#### VORLIEGENDE EINTRÄGE:
□ □ □ □ □

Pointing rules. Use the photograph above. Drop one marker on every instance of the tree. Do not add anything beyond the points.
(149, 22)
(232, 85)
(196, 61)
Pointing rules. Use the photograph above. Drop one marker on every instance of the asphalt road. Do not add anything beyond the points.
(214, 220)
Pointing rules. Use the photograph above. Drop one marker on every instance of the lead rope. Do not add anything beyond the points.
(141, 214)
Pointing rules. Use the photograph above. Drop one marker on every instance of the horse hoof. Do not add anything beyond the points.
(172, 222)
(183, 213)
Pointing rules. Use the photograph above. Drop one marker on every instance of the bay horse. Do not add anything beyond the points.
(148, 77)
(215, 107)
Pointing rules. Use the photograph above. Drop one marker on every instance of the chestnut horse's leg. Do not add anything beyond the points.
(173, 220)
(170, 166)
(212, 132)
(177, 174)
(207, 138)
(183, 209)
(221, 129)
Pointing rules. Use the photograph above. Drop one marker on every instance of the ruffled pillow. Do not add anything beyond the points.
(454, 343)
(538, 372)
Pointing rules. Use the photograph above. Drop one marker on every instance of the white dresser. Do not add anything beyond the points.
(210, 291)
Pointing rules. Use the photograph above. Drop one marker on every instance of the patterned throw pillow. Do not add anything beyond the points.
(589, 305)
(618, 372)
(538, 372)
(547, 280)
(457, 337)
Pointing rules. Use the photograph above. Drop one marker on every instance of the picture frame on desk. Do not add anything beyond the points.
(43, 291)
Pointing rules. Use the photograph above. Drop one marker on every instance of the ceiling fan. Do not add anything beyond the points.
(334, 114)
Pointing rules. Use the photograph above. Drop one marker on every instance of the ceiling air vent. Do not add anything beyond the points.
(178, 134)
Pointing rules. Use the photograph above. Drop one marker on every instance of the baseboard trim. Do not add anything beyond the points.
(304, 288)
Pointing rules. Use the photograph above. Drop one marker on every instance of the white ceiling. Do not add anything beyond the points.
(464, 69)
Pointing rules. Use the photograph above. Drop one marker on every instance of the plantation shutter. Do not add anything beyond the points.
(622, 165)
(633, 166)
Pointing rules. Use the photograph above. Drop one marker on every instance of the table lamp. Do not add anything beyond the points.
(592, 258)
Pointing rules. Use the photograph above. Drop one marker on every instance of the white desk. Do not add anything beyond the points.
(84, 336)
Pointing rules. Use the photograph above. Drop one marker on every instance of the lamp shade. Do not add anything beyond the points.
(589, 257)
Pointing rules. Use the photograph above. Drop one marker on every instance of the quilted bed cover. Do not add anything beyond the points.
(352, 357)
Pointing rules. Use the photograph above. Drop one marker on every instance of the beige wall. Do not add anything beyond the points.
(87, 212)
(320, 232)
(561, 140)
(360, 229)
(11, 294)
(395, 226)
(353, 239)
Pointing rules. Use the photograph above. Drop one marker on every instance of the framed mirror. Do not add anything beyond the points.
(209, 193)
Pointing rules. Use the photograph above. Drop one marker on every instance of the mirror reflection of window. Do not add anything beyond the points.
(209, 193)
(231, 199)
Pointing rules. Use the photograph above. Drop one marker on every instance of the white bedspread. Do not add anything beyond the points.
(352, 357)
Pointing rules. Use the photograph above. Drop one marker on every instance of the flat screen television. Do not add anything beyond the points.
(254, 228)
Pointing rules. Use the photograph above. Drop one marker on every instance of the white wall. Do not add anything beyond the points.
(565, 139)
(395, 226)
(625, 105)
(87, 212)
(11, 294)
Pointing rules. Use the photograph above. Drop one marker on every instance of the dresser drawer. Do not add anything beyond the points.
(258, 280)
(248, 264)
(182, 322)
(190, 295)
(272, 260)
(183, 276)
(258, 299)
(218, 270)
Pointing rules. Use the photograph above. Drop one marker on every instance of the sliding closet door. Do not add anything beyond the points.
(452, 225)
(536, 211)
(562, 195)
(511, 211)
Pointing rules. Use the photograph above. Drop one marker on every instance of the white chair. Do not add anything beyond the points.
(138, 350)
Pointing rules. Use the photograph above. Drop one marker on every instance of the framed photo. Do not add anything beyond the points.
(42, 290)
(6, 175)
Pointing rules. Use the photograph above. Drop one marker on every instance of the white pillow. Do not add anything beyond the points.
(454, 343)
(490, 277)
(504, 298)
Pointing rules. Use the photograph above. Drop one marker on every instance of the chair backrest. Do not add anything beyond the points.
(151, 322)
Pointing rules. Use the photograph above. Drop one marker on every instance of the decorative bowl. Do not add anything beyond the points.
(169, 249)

□ □ □ □ □

#### AUFGABE:
Benenne in allen Einträgen „Pointing rules“ überall in „Marking rules“ um und gib sie sonst unverändert wieder.

#### RICHTIGE ANTWORT:
Marking rules. Use the photograph above. Drop one marker on every instance of the tree. Do not add anything beyond the points.
(149, 22)
(232, 85)
(196, 61)
Marking rules. Use the photograph above. Drop one marker on every instance of the asphalt road. Do not add anything beyond the points.
(214, 220)
Marking rules. Use the photograph above. Drop one marker on every instance of the lead rope. Do not add anything beyond the points.
(141, 214)
Marking rules. Use the photograph above. Drop one marker on every instance of the horse hoof. Do not add anything beyond the points.
(172, 222)
(183, 213)
Marking rules. Use the photograph above. Drop one marker on every instance of the bay horse. Do not add anything beyond the points.
(148, 77)
(215, 107)
Marking rules. Use the photograph above. Drop one marker on every instance of the chestnut horse's leg. Do not add anything beyond the points.
(173, 220)
(170, 166)
(212, 132)
(177, 174)
(207, 138)
(183, 209)
(221, 129)
Marking rules. Use the photograph above. Drop one marker on every instance of the ruffled pillow. Do not add anything beyond the points.
(454, 343)
(538, 372)
Marking rules. Use the photograph above. Drop one marker on every instance of the white dresser. Do not add anything beyond the points.
(210, 291)
Marking rules. Use the photograph above. Drop one marker on every instance of the patterned throw pillow. Do not add anything beyond the points.
(589, 305)
(618, 372)
(538, 372)
(547, 280)
(457, 337)
Marking rules. Use the photograph above. Drop one marker on every instance of the picture frame on desk. Do not add anything beyond the points.
(43, 291)
Marking rules. Use the photograph above. Drop one marker on every instance of the ceiling fan. Do not add anything beyond the points.
(334, 114)
Marking rules. Use the photograph above. Drop one marker on every instance of the ceiling air vent. Do not add anything beyond the points.
(178, 134)
Marking rules. Use the photograph above. Drop one marker on every instance of the baseboard trim. Do not add anything beyond the points.
(304, 288)
Marking rules. Use the photograph above. Drop one marker on every instance of the white ceiling. Do not add anything beyond the points.
(464, 69)
Marking rules. Use the photograph above. Drop one marker on every instance of the plantation shutter. Do not add anything beyond the points.
(622, 165)
(633, 166)
Marking rules. Use the photograph above. Drop one marker on every instance of the table lamp. Do not add anything beyond the points.
(592, 258)
Marking rules. Use the photograph above. Drop one marker on every instance of the white desk. Do not add anything beyond the points.
(84, 336)
Marking rules. Use the photograph above. Drop one marker on every instance of the lamp shade. Do not add anything beyond the points.
(589, 257)
Marking rules. Use the photograph above. Drop one marker on every instance of the quilted bed cover. Do not add anything beyond the points.
(352, 357)
Marking rules. Use the photograph above. Drop one marker on every instance of the beige wall. Do not add anything beyond the points.
(87, 212)
(320, 232)
(561, 140)
(360, 229)
(11, 294)
(395, 226)
(353, 239)
Marking rules. Use the photograph above. Drop one marker on every instance of the framed mirror. Do not add anything beyond the points.
(209, 193)
Marking rules. Use the photograph above. Drop one marker on every instance of the mirror reflection of window. Do not add anything beyond the points.
(209, 193)
(231, 199)
Marking rules. Use the photograph above. Drop one marker on every instance of the white bedspread. Do not add anything beyond the points.
(352, 357)
Marking rules. Use the photograph above. Drop one marker on every instance of the flat screen television. Do not add anything beyond the points.
(254, 228)
Marking rules. Use the photograph above. Drop one marker on every instance of the white wall. Do not add anything beyond the points.
(565, 139)
(395, 226)
(625, 105)
(87, 212)
(11, 294)
Marking rules. Use the photograph above. Drop one marker on every instance of the dresser drawer. Do not add anything beyond the points.
(258, 280)
(248, 264)
(182, 322)
(190, 295)
(272, 260)
(183, 276)
(258, 299)
(218, 270)
Marking rules. Use the photograph above. Drop one marker on every instance of the sliding closet door. Do not add anything beyond the points.
(452, 225)
(536, 211)
(562, 195)
(511, 211)
Marking rules. Use the photograph above. Drop one marker on every instance of the white chair. Do not add anything beyond the points.
(138, 350)
Marking rules. Use the photograph above. Drop one marker on every instance of the framed photo. Do not add anything beyond the points.
(42, 290)
(6, 175)
Marking rules. Use the photograph above. Drop one marker on every instance of the white pillow. Do not add anything beyond the points.
(454, 343)
(490, 277)
(504, 298)
Marking rules. Use the photograph above. Drop one marker on every instance of the chair backrest. Do not add anything beyond the points.
(151, 322)
Marking rules. Use the photograph above. Drop one marker on every instance of the decorative bowl. Do not add anything beyond the points.
(169, 249)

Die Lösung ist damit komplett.